- **Task inputs**
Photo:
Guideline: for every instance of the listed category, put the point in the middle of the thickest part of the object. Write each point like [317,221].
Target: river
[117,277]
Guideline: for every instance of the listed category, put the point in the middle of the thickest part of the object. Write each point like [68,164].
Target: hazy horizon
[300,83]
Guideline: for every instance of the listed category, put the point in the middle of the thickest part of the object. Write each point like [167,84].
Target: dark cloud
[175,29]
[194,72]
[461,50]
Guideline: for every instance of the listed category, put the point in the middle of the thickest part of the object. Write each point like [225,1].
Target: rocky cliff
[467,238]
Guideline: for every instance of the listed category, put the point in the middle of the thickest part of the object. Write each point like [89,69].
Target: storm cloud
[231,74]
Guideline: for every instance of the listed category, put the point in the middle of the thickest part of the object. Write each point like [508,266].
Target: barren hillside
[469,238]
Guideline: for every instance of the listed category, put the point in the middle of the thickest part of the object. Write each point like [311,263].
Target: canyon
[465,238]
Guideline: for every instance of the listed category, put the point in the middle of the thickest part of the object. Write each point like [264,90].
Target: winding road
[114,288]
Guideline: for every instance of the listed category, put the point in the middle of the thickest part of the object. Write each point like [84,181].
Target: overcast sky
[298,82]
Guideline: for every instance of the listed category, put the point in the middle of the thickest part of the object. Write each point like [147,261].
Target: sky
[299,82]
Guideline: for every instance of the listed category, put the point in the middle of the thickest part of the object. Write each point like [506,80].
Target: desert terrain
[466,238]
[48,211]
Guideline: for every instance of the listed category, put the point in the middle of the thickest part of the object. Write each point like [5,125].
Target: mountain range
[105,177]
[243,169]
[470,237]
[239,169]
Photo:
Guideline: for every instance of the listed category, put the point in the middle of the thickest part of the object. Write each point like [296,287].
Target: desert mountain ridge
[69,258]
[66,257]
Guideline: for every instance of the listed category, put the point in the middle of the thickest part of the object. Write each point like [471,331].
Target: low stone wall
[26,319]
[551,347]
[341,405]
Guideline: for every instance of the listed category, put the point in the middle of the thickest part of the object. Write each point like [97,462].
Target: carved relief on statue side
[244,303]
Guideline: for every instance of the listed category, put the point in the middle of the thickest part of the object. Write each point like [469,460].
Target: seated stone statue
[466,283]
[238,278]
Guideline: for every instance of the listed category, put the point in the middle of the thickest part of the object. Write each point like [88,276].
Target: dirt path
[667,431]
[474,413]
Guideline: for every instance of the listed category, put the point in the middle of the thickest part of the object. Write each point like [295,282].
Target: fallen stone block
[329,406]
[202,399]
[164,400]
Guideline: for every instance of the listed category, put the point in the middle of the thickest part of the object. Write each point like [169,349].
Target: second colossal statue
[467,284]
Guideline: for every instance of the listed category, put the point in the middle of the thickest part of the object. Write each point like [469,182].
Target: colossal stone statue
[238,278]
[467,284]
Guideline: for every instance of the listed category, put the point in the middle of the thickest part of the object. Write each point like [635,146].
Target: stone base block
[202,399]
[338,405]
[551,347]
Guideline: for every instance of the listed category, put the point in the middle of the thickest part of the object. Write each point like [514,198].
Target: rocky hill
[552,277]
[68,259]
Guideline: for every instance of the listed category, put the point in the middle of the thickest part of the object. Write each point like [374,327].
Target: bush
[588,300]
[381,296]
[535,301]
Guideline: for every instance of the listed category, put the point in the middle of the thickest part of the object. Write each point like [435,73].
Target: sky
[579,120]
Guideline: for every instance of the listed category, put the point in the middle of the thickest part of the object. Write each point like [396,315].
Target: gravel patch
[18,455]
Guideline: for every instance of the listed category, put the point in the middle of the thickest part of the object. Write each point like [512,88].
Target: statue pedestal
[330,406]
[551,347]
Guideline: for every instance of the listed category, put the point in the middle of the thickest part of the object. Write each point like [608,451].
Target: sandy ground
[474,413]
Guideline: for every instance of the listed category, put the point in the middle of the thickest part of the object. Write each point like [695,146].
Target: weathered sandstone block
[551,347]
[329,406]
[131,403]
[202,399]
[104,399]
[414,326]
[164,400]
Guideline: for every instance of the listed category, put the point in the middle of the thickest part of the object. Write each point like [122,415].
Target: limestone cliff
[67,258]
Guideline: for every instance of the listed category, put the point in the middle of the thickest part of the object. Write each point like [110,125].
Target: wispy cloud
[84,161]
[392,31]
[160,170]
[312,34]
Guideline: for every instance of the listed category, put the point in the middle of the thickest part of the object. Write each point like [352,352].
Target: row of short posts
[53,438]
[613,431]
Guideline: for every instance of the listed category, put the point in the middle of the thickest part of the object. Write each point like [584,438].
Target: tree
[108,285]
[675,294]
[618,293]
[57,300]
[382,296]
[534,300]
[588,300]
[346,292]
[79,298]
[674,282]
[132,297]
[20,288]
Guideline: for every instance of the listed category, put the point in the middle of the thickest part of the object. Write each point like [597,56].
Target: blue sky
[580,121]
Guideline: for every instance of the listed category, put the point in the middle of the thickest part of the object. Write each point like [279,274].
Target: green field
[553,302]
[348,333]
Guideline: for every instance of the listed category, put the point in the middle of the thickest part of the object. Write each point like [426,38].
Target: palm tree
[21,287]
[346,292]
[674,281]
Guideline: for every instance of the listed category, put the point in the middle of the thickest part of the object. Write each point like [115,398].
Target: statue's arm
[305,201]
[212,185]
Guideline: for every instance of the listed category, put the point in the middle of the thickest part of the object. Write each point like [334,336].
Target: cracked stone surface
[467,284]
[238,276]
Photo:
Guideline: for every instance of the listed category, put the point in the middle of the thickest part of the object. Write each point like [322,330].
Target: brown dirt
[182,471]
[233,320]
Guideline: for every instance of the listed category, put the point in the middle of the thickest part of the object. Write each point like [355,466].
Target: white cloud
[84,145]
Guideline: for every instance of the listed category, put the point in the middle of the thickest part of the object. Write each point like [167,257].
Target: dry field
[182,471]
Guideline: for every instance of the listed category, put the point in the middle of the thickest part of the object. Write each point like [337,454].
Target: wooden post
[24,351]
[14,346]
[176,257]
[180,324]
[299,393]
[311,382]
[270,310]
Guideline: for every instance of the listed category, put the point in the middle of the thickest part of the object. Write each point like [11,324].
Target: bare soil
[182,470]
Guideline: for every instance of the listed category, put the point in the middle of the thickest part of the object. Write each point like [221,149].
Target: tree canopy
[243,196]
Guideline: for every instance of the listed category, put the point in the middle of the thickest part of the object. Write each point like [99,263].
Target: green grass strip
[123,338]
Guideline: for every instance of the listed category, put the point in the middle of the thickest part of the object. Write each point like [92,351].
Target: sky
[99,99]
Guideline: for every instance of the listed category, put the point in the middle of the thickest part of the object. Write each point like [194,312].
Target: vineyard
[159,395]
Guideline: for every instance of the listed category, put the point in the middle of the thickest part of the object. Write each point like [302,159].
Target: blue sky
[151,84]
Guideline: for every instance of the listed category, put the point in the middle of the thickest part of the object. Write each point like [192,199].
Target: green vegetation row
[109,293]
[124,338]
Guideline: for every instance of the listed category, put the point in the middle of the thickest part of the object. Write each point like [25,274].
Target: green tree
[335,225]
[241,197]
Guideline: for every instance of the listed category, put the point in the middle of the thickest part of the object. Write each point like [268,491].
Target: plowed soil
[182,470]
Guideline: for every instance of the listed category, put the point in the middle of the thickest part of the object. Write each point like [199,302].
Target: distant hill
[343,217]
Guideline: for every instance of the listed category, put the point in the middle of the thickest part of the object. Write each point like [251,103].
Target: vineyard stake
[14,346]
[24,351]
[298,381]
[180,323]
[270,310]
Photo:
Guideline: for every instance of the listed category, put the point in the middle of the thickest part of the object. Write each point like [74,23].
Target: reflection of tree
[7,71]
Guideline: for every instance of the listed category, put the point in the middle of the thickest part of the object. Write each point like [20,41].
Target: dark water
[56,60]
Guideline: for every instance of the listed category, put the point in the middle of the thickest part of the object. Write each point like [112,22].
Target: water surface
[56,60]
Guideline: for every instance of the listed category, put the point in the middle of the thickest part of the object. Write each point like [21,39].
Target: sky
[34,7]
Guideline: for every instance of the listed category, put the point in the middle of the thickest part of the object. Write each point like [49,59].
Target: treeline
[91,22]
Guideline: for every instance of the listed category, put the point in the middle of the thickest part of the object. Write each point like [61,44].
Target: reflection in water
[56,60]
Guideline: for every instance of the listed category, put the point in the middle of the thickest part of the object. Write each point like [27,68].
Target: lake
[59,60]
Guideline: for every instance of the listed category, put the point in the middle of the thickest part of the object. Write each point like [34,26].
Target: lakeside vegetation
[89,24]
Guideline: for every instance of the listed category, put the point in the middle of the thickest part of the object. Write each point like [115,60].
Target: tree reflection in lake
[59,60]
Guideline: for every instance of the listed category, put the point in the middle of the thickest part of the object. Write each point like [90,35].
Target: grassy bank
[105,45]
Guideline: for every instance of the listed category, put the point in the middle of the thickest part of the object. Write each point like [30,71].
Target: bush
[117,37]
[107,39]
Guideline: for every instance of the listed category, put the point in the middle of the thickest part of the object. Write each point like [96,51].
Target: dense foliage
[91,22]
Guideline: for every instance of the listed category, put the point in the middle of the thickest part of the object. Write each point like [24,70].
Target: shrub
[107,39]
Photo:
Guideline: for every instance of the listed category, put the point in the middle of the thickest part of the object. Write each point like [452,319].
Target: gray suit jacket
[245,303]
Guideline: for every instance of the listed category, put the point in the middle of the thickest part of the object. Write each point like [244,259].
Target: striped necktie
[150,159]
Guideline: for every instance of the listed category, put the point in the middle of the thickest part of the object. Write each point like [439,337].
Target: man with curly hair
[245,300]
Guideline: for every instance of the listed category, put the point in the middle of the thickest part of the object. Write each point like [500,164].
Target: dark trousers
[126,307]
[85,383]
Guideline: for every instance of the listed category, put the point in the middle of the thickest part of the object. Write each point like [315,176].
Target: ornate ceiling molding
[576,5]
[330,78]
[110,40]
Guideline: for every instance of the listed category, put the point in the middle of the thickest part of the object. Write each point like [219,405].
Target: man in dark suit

- **Description of the task**
Starting with the line that contains "point like [34,26].", repeat each line through the last one exactly as it appears. Include both ends and nothing more.

- **Full response**
Guideline: for every instance of the listed category, put the point in the middle of the thickest part of the object. Write each point like [34,26].
Target: lakeside vegetation
[89,24]
Guideline: for every instance of the listed category, put the point in the middle of the thickest part of the object. Write each point like [115,60].
Target: tree reflection in lake
[59,60]
Guideline: for every instance of the listed category, put the point in the middle of the thickest part of the object. Write each point like [90,35].
Target: grassy bank
[105,45]
Guideline: for every instance of the listed category, put the point in the middle of the thickest part of the object. Write each point like [30,71].
Target: bush
[117,37]
[107,39]
Guideline: for every instance of the listed category, put the point in the middle of the thickest part of the object. Write each point like [96,51].
Target: dense foliage
[91,22]
Guideline: for every instance of the listed category, put the point in the middle of the thickest part of the object. Write each point like [24,70].
Target: shrub
[107,39]
Photo:
Guideline: for every instance of the listed category, put the point in the middle of the thickest part of the object. Write each point like [452,319].
Target: gray suit jacket
[245,303]
Guideline: for every instance of the listed category, put the point in the middle of the thickest part of the object. Write each point like [244,259].
Target: striped necktie
[150,159]
Guideline: for every instance of the listed category, put the point in the middle of the thickest part of the object. Write each point like [439,337].
Target: man with curly hair
[245,300]
Guideline: for every instance of the listed category, put the point in the middle of the thickest part of the object. Write each point like [500,164].
Target: dark trousers
[126,307]
[85,383]
Guideline: for every instance of the listed category, put the point in the middle of the thickest part of the object. Write each point like [315,176].
Target: ornate ceiling molding
[576,5]
[330,78]
[110,40]
Guideline: for every instance of the listed category, put the point in the middle of the thickest part of the object. Write each point like [219,405].
Target: man in dark suit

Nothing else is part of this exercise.